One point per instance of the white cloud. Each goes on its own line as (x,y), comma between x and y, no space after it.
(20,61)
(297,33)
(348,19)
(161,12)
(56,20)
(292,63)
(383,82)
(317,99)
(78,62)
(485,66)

# [EXERCISE OBJECTIVE]
Nothing but an exact copy of the records belongs in the answer.

# [RESPONSE TO THIS TASK]
One point per instance of the white cloud. Each goes on its own line as (x,y), comma between x and y, no space after it.
(20,61)
(297,33)
(348,19)
(161,12)
(56,20)
(292,63)
(383,82)
(317,99)
(78,62)
(485,66)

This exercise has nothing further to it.